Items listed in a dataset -

++++++++++++++++++++

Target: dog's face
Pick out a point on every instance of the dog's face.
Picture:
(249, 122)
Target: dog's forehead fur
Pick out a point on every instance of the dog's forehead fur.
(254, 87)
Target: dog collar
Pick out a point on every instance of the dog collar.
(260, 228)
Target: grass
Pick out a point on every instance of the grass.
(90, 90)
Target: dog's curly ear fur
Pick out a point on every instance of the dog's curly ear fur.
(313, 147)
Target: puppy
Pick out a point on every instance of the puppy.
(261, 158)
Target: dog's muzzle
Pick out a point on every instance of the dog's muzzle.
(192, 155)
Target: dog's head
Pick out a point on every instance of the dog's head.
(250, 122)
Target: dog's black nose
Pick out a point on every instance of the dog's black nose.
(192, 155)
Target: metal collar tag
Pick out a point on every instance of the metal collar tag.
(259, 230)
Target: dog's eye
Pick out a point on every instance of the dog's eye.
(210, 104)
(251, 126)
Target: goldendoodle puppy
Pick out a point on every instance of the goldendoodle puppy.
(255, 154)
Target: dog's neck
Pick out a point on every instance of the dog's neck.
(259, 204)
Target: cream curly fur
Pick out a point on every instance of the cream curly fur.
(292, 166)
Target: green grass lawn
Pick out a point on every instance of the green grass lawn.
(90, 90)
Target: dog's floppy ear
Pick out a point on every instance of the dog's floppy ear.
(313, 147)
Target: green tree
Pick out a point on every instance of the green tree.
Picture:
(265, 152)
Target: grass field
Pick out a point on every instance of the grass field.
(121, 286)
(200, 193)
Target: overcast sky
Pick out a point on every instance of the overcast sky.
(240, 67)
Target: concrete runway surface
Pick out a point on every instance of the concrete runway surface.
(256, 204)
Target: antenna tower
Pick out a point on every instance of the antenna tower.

++++++++++++++++++++

What is required - Check each line above for "tree" and return the ones that have it.

Response -
Target: green tree
Pick out a point on every instance of the green tree.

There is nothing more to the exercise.